> Data records

╔══

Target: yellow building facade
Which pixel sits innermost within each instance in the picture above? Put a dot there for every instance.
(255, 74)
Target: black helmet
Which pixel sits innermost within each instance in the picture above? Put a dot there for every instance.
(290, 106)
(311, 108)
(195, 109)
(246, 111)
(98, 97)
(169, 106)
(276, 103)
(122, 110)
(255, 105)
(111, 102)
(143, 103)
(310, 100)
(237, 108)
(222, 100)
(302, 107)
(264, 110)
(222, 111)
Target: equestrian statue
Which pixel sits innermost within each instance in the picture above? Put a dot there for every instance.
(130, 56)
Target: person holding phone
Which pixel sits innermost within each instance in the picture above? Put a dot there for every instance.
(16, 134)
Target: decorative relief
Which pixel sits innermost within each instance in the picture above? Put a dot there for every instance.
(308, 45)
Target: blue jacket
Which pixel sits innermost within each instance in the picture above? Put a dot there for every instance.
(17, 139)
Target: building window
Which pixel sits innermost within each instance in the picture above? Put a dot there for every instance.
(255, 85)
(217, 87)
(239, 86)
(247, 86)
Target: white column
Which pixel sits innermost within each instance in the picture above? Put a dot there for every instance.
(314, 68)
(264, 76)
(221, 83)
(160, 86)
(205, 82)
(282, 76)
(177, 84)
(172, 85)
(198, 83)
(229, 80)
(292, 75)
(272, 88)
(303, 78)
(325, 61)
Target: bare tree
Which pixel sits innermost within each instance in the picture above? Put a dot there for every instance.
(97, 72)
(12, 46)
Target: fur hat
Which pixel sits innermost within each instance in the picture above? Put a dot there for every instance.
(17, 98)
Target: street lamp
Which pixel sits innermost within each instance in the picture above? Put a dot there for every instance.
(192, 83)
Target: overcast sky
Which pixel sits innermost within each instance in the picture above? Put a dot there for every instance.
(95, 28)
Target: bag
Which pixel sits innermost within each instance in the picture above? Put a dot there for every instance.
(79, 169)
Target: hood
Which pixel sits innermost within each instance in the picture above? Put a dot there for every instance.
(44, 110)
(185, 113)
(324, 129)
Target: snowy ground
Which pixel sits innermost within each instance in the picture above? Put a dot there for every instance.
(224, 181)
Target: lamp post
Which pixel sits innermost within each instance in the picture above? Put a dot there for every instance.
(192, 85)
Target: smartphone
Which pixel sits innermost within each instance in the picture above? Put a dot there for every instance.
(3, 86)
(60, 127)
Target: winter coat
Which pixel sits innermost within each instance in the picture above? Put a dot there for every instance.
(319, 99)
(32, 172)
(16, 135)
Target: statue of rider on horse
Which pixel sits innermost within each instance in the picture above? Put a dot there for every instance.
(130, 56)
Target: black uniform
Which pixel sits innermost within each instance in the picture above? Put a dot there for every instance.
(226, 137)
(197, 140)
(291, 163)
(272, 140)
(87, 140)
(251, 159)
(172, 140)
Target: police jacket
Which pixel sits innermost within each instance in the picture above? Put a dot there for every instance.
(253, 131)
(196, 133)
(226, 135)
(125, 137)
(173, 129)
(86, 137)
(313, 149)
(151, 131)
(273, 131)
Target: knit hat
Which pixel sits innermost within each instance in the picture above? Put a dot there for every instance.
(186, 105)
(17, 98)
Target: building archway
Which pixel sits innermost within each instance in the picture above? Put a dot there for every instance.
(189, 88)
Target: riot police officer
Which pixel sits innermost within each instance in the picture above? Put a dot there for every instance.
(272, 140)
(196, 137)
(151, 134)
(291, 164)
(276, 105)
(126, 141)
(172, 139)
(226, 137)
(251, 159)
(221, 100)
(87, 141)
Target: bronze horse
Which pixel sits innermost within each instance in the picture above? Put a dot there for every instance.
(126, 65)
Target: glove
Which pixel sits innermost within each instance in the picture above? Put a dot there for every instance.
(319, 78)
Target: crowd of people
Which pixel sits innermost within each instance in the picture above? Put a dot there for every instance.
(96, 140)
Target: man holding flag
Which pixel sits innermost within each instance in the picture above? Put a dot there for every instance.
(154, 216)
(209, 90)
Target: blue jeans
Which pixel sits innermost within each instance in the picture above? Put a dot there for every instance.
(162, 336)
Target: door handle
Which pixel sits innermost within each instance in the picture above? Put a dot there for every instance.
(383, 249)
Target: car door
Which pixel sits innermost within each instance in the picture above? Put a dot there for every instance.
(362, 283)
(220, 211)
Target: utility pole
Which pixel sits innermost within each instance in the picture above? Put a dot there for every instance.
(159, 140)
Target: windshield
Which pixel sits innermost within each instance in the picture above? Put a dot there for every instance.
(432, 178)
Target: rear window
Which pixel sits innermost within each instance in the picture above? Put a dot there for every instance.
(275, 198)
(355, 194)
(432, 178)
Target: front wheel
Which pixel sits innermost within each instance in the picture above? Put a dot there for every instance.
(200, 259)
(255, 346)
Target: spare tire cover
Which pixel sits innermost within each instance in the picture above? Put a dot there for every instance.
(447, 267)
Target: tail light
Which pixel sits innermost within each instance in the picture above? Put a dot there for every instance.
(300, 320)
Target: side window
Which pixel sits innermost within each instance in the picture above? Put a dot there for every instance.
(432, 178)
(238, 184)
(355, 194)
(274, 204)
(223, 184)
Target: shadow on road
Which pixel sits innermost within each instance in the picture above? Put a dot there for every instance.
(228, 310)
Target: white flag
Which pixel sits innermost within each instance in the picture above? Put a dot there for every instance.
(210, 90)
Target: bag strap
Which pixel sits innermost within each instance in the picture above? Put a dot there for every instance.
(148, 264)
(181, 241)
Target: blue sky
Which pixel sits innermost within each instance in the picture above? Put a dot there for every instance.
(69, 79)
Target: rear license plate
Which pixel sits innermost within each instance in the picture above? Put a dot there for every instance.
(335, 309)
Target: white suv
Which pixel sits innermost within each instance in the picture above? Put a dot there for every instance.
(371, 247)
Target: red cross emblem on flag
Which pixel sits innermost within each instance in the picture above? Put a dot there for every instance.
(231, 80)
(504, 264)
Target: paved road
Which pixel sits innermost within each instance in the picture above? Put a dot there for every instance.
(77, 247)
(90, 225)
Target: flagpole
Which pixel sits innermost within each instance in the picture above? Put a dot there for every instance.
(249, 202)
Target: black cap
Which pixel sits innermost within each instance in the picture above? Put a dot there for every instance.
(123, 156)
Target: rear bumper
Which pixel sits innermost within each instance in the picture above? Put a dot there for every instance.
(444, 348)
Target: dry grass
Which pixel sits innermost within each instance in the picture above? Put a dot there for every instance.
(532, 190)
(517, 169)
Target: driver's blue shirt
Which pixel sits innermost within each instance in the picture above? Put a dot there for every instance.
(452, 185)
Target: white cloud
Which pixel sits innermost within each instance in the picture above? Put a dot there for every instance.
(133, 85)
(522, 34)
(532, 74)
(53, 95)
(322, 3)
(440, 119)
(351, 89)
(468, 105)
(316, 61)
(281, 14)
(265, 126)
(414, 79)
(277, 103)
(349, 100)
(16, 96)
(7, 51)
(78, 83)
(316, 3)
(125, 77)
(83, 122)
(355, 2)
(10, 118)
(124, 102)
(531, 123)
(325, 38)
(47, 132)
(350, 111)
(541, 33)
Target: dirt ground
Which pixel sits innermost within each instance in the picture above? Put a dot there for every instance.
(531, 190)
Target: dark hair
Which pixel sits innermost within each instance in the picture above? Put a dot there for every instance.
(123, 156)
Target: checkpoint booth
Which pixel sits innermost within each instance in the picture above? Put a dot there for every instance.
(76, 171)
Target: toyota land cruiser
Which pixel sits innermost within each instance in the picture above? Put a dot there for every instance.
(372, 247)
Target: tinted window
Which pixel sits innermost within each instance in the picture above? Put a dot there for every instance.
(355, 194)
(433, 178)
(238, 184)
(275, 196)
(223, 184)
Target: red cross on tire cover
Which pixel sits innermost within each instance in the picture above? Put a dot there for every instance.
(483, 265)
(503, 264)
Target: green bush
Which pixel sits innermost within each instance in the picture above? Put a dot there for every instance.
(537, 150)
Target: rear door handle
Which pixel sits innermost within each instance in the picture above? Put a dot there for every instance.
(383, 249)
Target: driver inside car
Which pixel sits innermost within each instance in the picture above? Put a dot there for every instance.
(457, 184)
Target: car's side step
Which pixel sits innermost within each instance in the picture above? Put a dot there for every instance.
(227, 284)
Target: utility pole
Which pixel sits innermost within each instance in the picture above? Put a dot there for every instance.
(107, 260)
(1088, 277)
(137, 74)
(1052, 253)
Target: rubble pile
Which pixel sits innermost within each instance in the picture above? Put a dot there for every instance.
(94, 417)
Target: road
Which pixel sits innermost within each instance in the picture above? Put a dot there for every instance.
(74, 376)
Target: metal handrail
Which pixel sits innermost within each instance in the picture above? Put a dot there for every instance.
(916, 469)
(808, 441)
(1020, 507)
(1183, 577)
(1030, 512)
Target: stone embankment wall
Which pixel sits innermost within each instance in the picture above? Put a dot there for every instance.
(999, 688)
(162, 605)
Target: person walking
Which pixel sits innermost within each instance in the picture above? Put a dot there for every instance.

╚══

The word to find is "white". Copy every line of the records that holds it.

> Solution to this task
Target: white column
Target: white flag
Target: white suv
Target: white cloud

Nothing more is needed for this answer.